* **SHORT PROBLEM**
Rewrite every one of the lines below, putting "traffic-light audit" wherever "signal-timing review" appears and leaving everything else as it is.

□ □ □ □ □ □ □

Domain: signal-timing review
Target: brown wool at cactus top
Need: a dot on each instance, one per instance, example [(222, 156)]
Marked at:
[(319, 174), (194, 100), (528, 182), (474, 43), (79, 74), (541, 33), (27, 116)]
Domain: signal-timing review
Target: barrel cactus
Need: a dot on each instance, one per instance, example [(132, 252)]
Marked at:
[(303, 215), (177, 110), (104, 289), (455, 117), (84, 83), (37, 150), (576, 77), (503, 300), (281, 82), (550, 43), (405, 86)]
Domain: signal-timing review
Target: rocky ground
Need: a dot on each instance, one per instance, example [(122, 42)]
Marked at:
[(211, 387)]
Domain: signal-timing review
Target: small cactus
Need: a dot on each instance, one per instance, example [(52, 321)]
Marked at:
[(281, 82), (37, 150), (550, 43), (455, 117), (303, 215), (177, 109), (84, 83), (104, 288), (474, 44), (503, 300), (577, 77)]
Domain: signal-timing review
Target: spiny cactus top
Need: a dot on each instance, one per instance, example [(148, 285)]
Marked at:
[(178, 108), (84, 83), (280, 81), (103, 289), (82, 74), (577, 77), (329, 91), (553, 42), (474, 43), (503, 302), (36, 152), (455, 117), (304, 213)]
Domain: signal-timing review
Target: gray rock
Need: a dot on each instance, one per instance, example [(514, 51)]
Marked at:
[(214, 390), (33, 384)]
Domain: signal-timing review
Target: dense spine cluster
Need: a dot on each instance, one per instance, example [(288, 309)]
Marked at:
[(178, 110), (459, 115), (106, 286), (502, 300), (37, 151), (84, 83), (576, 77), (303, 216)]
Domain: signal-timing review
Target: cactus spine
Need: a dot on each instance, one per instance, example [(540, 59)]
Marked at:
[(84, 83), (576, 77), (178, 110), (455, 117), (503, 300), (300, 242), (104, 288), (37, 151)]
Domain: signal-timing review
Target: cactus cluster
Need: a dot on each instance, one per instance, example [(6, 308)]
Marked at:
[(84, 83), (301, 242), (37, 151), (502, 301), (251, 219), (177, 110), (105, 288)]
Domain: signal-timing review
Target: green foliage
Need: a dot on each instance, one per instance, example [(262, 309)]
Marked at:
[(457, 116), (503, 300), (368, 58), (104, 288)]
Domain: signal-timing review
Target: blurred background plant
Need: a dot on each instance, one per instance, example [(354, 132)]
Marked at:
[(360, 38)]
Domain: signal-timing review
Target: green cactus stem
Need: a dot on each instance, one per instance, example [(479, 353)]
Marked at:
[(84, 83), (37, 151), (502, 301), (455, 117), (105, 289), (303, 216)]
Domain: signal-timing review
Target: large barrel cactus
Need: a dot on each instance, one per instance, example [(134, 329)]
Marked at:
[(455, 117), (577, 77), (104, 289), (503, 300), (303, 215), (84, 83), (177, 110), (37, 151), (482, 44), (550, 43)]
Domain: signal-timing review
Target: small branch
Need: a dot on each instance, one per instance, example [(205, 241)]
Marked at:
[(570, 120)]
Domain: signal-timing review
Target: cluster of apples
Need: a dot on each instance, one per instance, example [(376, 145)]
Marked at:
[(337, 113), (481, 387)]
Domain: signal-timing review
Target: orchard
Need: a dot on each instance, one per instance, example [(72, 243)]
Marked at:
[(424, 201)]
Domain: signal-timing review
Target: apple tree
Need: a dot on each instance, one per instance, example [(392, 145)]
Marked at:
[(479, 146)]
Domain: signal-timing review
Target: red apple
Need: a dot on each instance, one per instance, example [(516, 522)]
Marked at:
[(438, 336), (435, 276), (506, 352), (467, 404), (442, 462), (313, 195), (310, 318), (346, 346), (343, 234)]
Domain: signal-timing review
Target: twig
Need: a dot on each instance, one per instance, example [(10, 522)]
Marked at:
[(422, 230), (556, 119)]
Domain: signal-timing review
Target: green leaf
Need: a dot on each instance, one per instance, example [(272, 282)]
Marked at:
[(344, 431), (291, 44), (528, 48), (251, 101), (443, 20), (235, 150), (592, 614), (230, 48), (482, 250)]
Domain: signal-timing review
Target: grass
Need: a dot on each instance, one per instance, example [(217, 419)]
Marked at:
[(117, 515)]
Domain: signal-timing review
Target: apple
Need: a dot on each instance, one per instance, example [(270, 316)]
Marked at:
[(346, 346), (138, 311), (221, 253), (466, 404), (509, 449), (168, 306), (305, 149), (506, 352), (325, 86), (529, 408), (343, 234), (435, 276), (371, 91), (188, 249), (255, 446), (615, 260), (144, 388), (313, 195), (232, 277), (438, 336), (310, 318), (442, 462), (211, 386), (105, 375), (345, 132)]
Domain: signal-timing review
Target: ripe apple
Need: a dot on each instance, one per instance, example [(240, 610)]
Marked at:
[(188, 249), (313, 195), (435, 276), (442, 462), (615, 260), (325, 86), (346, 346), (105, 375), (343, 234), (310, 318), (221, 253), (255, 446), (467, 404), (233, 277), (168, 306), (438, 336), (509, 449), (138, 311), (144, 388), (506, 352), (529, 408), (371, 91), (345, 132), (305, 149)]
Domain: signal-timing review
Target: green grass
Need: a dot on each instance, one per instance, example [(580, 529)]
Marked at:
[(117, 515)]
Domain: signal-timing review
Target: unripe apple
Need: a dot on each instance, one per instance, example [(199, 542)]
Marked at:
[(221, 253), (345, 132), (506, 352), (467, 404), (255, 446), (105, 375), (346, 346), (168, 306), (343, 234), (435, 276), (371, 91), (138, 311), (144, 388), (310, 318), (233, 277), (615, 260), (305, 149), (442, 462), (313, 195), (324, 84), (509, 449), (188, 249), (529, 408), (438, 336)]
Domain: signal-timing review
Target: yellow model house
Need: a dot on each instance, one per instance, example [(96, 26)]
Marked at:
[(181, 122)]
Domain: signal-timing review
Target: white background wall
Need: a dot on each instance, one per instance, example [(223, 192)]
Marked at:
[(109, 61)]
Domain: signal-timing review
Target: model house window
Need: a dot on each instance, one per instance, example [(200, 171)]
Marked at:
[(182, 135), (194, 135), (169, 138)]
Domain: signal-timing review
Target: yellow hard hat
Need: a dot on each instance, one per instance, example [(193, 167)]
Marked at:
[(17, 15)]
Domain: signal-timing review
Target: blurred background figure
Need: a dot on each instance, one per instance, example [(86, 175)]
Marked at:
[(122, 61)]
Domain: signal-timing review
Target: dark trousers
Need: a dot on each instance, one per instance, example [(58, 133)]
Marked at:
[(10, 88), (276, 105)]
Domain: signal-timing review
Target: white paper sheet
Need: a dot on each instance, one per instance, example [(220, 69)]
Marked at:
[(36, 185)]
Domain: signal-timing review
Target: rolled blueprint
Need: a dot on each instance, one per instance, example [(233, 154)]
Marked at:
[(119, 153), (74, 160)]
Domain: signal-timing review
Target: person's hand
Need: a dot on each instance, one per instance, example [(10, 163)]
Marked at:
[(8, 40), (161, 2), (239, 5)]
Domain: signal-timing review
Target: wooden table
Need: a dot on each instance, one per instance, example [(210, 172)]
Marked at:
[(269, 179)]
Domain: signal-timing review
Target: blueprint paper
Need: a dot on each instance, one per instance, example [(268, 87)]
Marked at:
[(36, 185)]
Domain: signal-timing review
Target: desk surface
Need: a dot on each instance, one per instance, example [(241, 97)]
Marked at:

□ □ □ □ □ □ □

* **SOLUTION FOR THIS EXERCISE**
Domain: traffic-light audit
Target: brown wool at cactus top
Need: a dot on each instance, one per instance, example [(222, 156)]
Marked at:
[(319, 174), (194, 100), (528, 182), (474, 43), (79, 74), (541, 33), (27, 116)]
Domain: traffic-light audit
Target: barrel cactus
Need: a dot on each instance, one per instance, example [(132, 252)]
Marked at:
[(303, 215), (177, 110), (104, 289), (455, 117), (84, 83), (37, 150), (576, 77), (503, 300), (281, 82), (550, 43), (405, 86)]
Domain: traffic-light audit
Target: rocky ground
Need: a dot on each instance, one per instance, example [(122, 42)]
Marked at:
[(211, 387)]
Domain: traffic-light audit
Target: small cactus
Need: a dot on each instance, one per instance, example [(52, 321)]
Marked at:
[(281, 82), (37, 150), (550, 43), (455, 117), (303, 215), (177, 109), (84, 83), (104, 288), (474, 44), (503, 300), (577, 77)]
Domain: traffic-light audit
Target: spiny cactus top
Need: a dot on each instance, one per instance, example [(148, 285)]
Marked at:
[(178, 108), (84, 83), (280, 81), (103, 289), (82, 74), (577, 77), (329, 91), (553, 42), (474, 43), (503, 302), (36, 152), (455, 117), (304, 213)]
Domain: traffic-light audit
Target: gray rock
Need: a dot on each instance, one per instance, example [(514, 51)]
Marked at:
[(214, 390), (33, 384)]
Domain: traffic-light audit
Target: dense spine cluster
Need: a dot on each instance, one per instance, example [(288, 309)]
Marked at:
[(178, 110), (459, 115), (106, 286), (502, 300), (37, 151), (84, 83), (576, 77), (303, 216)]
Domain: traffic-light audit
Target: cactus spine
Need: a dot on each instance, one per instance, example [(540, 59)]
Marked at:
[(84, 83), (576, 77), (178, 110), (455, 117), (503, 300), (300, 242), (104, 288), (37, 151)]
Domain: traffic-light audit
Target: cactus cluster
Need: a dot on each instance, one per instance, example [(6, 308)]
Marked at:
[(84, 83), (301, 242), (37, 151), (502, 301), (251, 219), (177, 110), (105, 288)]
Domain: traffic-light audit
Target: green foliage
Need: a dot on each instance, one per instance, example [(262, 309)]
Marked at:
[(457, 116), (503, 300), (368, 58), (104, 288)]
Domain: traffic-light audit
Target: blurred background plant
Need: a dot on each instance, one per instance, example [(354, 132)]
Marked at:
[(360, 38)]
Domain: traffic-light audit
Target: green cactus stem
Need: a dot on each instance, one per instance, example [(479, 353)]
Marked at:
[(84, 83), (37, 151), (502, 301), (455, 117), (105, 289), (303, 216)]
Domain: traffic-light audit
Target: large barrel cactus
Need: a dot on each instance, one per instance, example [(134, 329)]
Marked at:
[(455, 117), (577, 77), (104, 289), (503, 300), (303, 215), (84, 83), (177, 110), (37, 151), (482, 44), (550, 43)]
Domain: traffic-light audit
Target: small branch
Need: a dot on each instance, one per instance, example [(205, 241)]
Marked at:
[(570, 120)]
Domain: traffic-light audit
Target: cluster of apples
Need: a dot on each instance, one per instance, example [(376, 145)]
Marked at:
[(337, 113), (481, 387)]
Domain: traffic-light audit
Target: orchard
Need: a dot on each instance, one per instance, example [(72, 243)]
Marked at:
[(424, 201)]
Domain: traffic-light audit
Target: apple tree
Need: a dot on each instance, one per instance, example [(392, 145)]
Marked at:
[(479, 146)]
Domain: traffic-light audit
Target: red apple
Need: a dot on each instance, one per instance, example [(516, 522)]
Marked at:
[(438, 336), (435, 276), (506, 352), (467, 404), (442, 462), (313, 195), (310, 318), (346, 346), (343, 234)]
Domain: traffic-light audit
Target: twig
Need: a dot on each instance, one per instance, example [(10, 522)]
Marked at:
[(422, 230), (556, 119)]
Domain: traffic-light audit
Target: green leaf
Need: a dot on each instance, one per instance, example [(272, 282)]
Marked at:
[(344, 431), (291, 44), (528, 48), (251, 101), (443, 20), (235, 150), (592, 614), (230, 48), (482, 250)]
Domain: traffic-light audit
Target: grass
Need: a dot on each instance, one per instance, example [(217, 419)]
Marked at:
[(117, 515)]
Domain: traffic-light audit
Target: apple
Need: a dot on each instance, one per instance, example [(270, 316)]
Marked at:
[(346, 346), (138, 311), (221, 253), (466, 404), (509, 449), (168, 306), (305, 149), (506, 352), (325, 86), (529, 408), (343, 234), (435, 276), (371, 91), (188, 249), (255, 446), (615, 260), (144, 388), (313, 195), (232, 277), (438, 336), (310, 318), (442, 462), (211, 386), (105, 375), (345, 132)]
Domain: traffic-light audit
Target: ripe apple
Need: a dot on each instance, one per instance, example [(240, 610)]
Marked at:
[(188, 249), (313, 195), (435, 276), (442, 462), (615, 260), (325, 86), (346, 346), (105, 375), (343, 234), (310, 318), (221, 253), (255, 446), (467, 404), (233, 277), (168, 306), (438, 336), (509, 449), (138, 311), (144, 388), (506, 352), (529, 408), (371, 91), (345, 132), (305, 149)]
Domain: traffic-light audit
Target: green grass
Need: a dot on each instance, one per instance, example [(580, 529)]
Marked at:
[(117, 515)]
Domain: traffic-light audit
Target: unripe apple
Need: a dot on each instance, one per instance, example [(199, 542)]
Marked at:
[(221, 253), (345, 132), (506, 352), (467, 404), (255, 446), (105, 375), (346, 346), (168, 306), (343, 234), (435, 276), (371, 91), (138, 311), (144, 388), (310, 318), (233, 277), (615, 260), (305, 149), (442, 462), (313, 195), (324, 84), (509, 449), (188, 249), (529, 408), (438, 336)]
Domain: traffic-light audit
Target: yellow model house
Need: a dot on each instance, one per instance, example [(96, 26)]
Marked at:
[(181, 122)]
Domain: traffic-light audit
Target: white background wall
Need: a dot on each instance, one per instance, example [(223, 192)]
Marked at:
[(109, 61)]
Domain: traffic-light audit
Target: model house window
Need: a dot on each instance, one per instance, example [(200, 171)]
Marked at:
[(182, 135), (194, 135), (169, 138)]
Domain: traffic-light audit
Target: yellow hard hat
Need: a dot on each instance, one per instance, example [(193, 167)]
Marked at:
[(17, 15)]
Domain: traffic-light audit
Target: blurred background figure
Need: a dot on each instance, one per instance, example [(86, 175)]
Marked at:
[(122, 61)]
Domain: traffic-light audit
Target: dark trousers
Need: a dot on each instance, one per instance, example [(58, 133)]
Marked at:
[(10, 88), (276, 105)]
Domain: traffic-light audit
Target: white paper sheet
Need: a dot on each instance, one per instance, example [(220, 69)]
Marked at:
[(36, 185)]
Domain: traffic-light audit
Target: rolled blueprint
Need: a dot on each instance, one per instance, example [(233, 154)]
Marked at:
[(119, 153), (74, 160)]
Domain: traffic-light audit
Target: person's hand
Need: a dot on each instance, one per instance, example [(10, 163)]
Marked at:
[(8, 40), (161, 2), (239, 5)]
Domain: traffic-light audit
Target: wooden table
Need: a dot on each instance, one per instance, example [(210, 172)]
Marked at:
[(269, 179)]
Domain: traffic-light audit
Target: blueprint paper
Need: a dot on each instance, one per instance, example [(268, 87)]
Marked at:
[(36, 185)]
Domain: traffic-light audit
Target: desk surface
Need: a dot on each instance, one per instance, example [(241, 97)]
Marked at:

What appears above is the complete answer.